What to do: Check each line of the data for "rear", and copy the ones that have it.

═════ Records for the exercise

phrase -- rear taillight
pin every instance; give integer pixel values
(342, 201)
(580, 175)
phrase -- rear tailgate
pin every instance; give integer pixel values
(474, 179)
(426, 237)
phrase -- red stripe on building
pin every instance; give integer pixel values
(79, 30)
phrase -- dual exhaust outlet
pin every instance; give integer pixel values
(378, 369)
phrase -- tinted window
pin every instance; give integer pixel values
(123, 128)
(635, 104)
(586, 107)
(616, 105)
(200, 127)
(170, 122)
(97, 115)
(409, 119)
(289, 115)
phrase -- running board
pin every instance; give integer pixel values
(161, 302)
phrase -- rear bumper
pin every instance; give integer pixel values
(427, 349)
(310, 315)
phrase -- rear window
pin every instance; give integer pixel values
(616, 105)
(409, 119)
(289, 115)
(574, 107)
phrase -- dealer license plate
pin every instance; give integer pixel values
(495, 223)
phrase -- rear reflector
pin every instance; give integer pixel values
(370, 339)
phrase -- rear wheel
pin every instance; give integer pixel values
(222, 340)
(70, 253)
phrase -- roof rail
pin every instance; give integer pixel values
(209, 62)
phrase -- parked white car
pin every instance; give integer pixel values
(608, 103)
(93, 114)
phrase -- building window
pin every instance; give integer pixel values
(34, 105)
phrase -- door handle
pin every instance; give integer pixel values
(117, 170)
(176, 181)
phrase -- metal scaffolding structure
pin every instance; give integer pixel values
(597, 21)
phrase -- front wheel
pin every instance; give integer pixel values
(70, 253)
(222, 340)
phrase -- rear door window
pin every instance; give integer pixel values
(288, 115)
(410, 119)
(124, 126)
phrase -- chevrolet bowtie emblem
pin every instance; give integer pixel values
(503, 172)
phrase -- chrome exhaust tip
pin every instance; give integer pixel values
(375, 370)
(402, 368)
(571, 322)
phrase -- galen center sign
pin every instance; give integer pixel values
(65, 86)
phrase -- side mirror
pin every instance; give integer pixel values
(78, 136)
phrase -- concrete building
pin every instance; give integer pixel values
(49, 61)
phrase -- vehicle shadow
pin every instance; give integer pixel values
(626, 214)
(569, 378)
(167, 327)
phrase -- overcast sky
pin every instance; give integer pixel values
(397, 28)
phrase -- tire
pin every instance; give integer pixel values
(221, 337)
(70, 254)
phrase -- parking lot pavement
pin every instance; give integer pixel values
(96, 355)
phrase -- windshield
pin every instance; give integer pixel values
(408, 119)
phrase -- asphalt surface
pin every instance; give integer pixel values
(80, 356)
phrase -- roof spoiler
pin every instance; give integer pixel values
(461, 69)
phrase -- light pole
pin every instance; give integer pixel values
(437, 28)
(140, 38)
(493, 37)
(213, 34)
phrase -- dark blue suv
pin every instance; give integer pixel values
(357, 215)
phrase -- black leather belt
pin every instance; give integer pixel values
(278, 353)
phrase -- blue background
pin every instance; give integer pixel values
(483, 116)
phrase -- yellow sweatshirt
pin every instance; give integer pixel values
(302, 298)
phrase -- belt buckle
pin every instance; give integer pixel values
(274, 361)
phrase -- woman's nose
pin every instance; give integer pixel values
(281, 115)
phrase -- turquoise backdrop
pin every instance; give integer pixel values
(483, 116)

══════════

Your solution:
phrase -- rear taillight
phrase -- rear tailgate
phrase -- rear bumper
phrase -- rear window
phrase -- rear reflector
phrase -- rear wheel
phrase -- rear door window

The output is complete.